### Work request
Starting at the first line of the items and ending after the line that contains "box: [382, 48, 406, 91]", put those lines into a JSON list of strings, one string per line, with blank lines and pictures left out.

Data for the task Start Marker

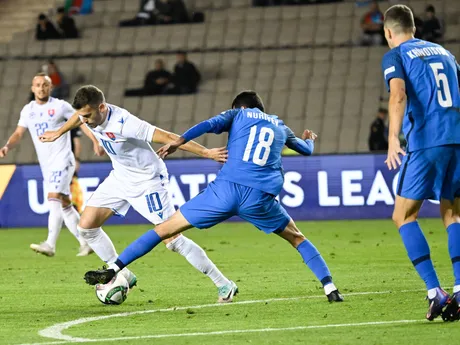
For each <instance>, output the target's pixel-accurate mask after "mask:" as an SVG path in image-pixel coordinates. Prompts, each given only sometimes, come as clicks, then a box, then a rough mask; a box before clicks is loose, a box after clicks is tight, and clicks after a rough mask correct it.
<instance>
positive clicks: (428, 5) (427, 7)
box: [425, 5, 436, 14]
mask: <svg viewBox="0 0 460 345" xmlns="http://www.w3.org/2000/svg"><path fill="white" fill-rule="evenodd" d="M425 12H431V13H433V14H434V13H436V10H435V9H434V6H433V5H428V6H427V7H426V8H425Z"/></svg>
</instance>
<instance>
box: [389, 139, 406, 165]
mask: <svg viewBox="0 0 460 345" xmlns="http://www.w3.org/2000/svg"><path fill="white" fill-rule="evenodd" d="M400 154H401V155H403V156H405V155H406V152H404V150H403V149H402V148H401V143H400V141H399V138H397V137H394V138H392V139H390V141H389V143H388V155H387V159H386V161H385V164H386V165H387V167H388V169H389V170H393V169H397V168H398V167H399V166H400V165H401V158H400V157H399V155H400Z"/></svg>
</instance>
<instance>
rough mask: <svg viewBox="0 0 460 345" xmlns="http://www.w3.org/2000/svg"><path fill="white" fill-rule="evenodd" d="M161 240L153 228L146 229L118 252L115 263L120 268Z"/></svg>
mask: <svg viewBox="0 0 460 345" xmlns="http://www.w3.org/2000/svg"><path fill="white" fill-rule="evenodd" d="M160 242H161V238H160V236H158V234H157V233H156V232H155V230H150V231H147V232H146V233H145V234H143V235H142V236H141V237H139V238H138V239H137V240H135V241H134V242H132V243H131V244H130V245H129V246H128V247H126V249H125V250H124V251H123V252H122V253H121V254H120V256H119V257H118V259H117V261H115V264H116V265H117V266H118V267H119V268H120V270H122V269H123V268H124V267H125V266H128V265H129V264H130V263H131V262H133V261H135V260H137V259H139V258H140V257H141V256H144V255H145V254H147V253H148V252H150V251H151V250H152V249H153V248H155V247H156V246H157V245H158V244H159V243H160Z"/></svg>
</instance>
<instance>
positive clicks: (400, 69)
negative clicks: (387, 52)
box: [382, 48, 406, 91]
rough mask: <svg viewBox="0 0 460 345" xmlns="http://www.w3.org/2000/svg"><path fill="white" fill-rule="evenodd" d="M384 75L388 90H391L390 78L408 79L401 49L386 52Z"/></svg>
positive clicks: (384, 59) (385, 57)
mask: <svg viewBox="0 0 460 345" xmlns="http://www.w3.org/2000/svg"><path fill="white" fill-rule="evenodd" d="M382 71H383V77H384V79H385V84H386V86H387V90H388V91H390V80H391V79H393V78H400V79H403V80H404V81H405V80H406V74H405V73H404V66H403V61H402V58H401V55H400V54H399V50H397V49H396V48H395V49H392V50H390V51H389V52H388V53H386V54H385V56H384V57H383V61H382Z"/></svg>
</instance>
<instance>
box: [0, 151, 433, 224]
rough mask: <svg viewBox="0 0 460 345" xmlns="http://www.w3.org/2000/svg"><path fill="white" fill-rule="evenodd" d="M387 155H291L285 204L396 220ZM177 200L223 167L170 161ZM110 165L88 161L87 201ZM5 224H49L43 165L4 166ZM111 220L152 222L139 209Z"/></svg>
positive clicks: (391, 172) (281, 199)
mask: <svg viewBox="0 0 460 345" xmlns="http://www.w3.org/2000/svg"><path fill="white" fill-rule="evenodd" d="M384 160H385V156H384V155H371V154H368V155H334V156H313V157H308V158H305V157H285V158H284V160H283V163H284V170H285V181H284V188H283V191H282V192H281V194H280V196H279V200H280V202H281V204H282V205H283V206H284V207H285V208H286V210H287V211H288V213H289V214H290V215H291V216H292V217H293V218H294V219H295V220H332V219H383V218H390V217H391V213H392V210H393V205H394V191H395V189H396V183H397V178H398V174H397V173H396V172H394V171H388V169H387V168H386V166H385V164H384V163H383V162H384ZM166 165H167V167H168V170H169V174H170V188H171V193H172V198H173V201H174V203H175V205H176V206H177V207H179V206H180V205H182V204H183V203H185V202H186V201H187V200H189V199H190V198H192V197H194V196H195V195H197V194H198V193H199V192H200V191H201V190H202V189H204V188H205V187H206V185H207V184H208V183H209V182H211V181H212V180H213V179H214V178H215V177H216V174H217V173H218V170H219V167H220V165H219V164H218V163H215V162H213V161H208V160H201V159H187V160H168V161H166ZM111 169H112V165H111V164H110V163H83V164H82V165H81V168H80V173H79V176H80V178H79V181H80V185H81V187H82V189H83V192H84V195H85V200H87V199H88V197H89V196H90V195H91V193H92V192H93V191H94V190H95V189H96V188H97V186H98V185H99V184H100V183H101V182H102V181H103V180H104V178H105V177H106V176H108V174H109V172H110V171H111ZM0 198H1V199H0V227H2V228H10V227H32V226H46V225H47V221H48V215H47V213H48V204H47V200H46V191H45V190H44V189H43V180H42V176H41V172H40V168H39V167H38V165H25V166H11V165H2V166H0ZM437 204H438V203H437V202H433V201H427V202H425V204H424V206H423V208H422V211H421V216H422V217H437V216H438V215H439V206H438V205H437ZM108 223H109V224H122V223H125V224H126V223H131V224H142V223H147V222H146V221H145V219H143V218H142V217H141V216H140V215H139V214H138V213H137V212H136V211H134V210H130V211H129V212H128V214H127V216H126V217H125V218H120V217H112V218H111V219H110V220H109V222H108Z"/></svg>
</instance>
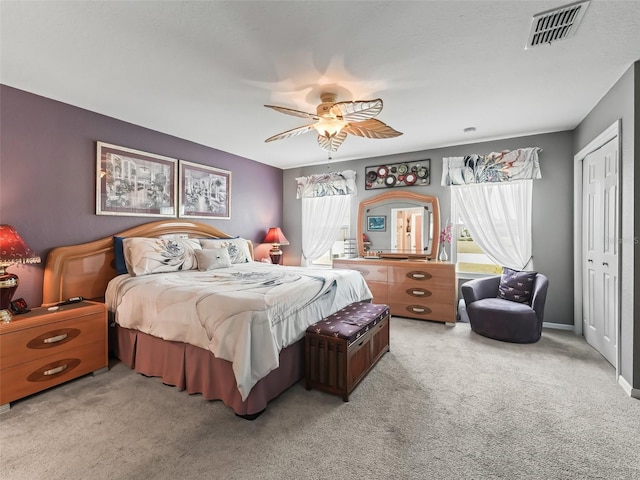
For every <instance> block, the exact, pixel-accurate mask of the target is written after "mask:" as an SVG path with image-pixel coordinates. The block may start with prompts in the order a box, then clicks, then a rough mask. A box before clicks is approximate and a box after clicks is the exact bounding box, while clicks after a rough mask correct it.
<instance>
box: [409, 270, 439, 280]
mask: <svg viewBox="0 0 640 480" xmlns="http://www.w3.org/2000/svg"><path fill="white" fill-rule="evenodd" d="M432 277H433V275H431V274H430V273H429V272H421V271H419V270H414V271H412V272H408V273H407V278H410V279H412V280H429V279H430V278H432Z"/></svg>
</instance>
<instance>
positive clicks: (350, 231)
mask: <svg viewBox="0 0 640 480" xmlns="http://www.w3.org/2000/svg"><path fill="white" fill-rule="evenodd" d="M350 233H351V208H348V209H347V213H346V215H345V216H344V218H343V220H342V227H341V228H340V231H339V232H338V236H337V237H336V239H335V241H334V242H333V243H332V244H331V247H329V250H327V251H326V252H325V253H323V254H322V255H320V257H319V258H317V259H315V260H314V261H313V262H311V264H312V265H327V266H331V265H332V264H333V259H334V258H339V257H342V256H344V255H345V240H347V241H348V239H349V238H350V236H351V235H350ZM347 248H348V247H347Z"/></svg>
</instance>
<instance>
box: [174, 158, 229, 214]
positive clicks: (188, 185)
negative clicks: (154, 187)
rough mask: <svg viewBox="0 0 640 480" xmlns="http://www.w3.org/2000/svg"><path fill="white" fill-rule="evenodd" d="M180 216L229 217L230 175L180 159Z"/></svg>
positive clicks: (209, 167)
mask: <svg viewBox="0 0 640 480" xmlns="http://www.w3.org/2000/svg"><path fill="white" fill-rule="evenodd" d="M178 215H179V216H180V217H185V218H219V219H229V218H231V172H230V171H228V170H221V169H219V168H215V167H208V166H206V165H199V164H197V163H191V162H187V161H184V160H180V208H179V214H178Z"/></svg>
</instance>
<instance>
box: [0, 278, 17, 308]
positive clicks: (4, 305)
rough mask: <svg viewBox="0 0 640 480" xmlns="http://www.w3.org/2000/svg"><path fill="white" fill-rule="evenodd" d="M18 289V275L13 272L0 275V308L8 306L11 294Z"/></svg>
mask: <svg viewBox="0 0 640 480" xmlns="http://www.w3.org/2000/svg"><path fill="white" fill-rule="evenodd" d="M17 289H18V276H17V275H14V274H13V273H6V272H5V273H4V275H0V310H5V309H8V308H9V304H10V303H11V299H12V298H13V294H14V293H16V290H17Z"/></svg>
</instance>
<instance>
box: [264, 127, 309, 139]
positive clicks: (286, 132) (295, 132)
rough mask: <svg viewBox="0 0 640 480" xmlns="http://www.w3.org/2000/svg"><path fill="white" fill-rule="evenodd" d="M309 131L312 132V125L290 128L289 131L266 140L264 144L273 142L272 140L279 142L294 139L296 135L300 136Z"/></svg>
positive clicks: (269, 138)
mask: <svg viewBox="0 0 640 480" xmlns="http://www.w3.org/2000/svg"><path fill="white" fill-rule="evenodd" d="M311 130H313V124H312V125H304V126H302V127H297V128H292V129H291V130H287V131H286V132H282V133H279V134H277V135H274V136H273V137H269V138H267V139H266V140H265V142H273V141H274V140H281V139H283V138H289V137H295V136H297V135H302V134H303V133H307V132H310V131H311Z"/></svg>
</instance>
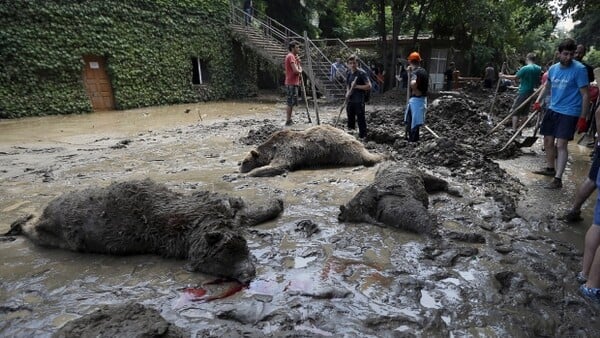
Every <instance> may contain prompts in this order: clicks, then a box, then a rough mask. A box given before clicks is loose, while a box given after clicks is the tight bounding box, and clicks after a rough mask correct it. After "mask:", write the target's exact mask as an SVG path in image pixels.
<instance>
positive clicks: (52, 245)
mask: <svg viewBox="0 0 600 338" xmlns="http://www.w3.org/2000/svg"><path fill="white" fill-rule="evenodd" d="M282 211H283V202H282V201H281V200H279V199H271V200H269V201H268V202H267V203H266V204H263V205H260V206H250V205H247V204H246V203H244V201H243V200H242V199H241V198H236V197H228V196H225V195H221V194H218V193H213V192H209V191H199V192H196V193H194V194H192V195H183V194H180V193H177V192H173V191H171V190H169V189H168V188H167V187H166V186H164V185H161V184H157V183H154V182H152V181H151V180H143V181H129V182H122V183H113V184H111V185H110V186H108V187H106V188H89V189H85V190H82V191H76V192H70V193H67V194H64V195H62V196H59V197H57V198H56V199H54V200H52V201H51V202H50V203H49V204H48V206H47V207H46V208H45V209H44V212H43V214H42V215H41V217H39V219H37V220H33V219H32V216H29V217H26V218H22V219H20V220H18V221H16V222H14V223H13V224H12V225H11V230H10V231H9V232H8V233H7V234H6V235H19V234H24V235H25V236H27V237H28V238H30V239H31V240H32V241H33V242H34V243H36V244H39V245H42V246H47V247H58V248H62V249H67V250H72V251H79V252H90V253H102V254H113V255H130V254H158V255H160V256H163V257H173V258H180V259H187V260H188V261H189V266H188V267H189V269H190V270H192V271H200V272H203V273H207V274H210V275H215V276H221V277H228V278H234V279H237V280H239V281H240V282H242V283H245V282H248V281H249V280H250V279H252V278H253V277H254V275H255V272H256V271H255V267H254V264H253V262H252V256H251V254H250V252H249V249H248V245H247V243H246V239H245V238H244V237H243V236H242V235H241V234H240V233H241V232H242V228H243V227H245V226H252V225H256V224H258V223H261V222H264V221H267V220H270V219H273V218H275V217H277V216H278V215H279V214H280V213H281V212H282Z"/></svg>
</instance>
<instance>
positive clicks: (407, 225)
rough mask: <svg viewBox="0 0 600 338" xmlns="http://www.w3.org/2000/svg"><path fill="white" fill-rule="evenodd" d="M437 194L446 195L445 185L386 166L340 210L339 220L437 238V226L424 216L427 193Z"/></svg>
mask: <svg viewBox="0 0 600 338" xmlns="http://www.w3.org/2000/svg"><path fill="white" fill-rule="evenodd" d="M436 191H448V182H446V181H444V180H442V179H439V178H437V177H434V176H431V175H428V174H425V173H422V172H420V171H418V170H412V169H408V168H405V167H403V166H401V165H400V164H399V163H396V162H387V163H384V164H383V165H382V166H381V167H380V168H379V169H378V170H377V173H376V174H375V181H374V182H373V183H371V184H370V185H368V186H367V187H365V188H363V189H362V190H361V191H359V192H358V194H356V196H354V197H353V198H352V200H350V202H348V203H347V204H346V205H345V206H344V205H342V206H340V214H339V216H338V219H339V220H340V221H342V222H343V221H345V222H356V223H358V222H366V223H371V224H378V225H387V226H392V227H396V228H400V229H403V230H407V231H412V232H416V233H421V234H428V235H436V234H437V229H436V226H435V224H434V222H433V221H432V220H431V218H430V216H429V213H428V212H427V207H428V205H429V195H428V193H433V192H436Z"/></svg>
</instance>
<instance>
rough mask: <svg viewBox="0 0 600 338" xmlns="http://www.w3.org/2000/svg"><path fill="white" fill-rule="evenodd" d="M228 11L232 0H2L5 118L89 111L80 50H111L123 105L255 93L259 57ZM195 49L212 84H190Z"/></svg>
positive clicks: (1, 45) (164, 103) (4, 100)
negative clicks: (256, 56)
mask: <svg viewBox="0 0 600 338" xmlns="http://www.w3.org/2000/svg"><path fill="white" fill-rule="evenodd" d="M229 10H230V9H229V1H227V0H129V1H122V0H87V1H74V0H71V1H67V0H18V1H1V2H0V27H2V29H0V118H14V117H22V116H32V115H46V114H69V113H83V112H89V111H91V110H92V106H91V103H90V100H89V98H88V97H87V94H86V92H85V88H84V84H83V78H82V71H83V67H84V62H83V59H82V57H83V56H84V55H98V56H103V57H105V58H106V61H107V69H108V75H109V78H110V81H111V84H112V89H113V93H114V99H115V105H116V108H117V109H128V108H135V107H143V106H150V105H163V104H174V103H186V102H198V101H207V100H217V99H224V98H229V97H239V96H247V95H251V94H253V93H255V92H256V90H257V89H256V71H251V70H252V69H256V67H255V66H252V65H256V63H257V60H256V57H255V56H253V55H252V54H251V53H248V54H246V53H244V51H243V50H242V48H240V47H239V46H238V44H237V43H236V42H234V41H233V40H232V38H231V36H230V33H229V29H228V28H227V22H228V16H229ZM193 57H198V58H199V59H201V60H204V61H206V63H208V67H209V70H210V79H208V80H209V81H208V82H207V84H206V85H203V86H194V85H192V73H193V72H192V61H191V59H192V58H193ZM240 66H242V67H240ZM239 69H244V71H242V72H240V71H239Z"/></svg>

Data for the task End Marker

### Your solution
[
  "For each <instance>, output the target's pixel-accurate mask after \"mask:\" as an SVG path in image-pixel coordinates. Prompts, each given only sometimes, come as clicks, then a box, then a rough mask; a box before clicks is loose, a box after clicks is tight, and clicks after a rough mask correct it.",
  "<instance>",
  "positive clicks: (428, 5) (427, 7)",
  "box: [425, 5, 436, 14]",
  "mask: <svg viewBox=\"0 0 460 345\" xmlns=\"http://www.w3.org/2000/svg\"><path fill=\"white\" fill-rule=\"evenodd\" d=\"M425 12H431V13H433V14H434V13H436V10H435V9H434V6H433V5H428V6H427V7H426V8H425Z\"/></svg>",
  "</instance>",
  "<instance>",
  "box: [389, 139, 406, 165]",
  "mask: <svg viewBox=\"0 0 460 345\" xmlns=\"http://www.w3.org/2000/svg\"><path fill=\"white\" fill-rule=\"evenodd\" d=\"M400 154H401V155H403V156H405V155H406V152H404V150H403V149H402V148H401V143H400V141H399V138H397V137H394V138H392V139H390V141H389V143H388V155H387V159H386V161H385V164H386V165H387V167H388V169H389V170H393V169H397V168H398V167H399V166H400V165H401V158H400V157H399V155H400Z\"/></svg>",
  "</instance>",
  "<instance>",
  "rough mask: <svg viewBox=\"0 0 460 345\" xmlns=\"http://www.w3.org/2000/svg\"><path fill=\"white\" fill-rule=\"evenodd\" d=\"M161 240L153 228L146 229L118 252L115 263L120 268Z\"/></svg>",
  "mask: <svg viewBox=\"0 0 460 345\" xmlns=\"http://www.w3.org/2000/svg\"><path fill=\"white\" fill-rule=\"evenodd\" d=\"M160 242H161V238H160V236H158V234H157V233H156V232H155V230H150V231H147V232H146V233H145V234H143V235H142V236H141V237H139V238H138V239H137V240H135V241H134V242H132V243H131V244H130V245H129V246H128V247H126V249H125V250H124V251H123V252H122V253H121V254H120V256H119V257H118V259H117V261H115V264H116V265H117V266H118V267H119V268H120V270H122V269H123V268H124V267H125V266H128V265H129V264H130V263H131V262H133V261H135V260H137V259H139V258H140V257H141V256H144V255H145V254H147V253H148V252H150V251H151V250H152V249H153V248H155V247H156V246H157V245H158V244H159V243H160Z\"/></svg>",
  "</instance>",
  "<instance>",
  "positive clicks: (400, 69)",
  "negative clicks: (387, 52)",
  "box: [382, 48, 406, 91]"
]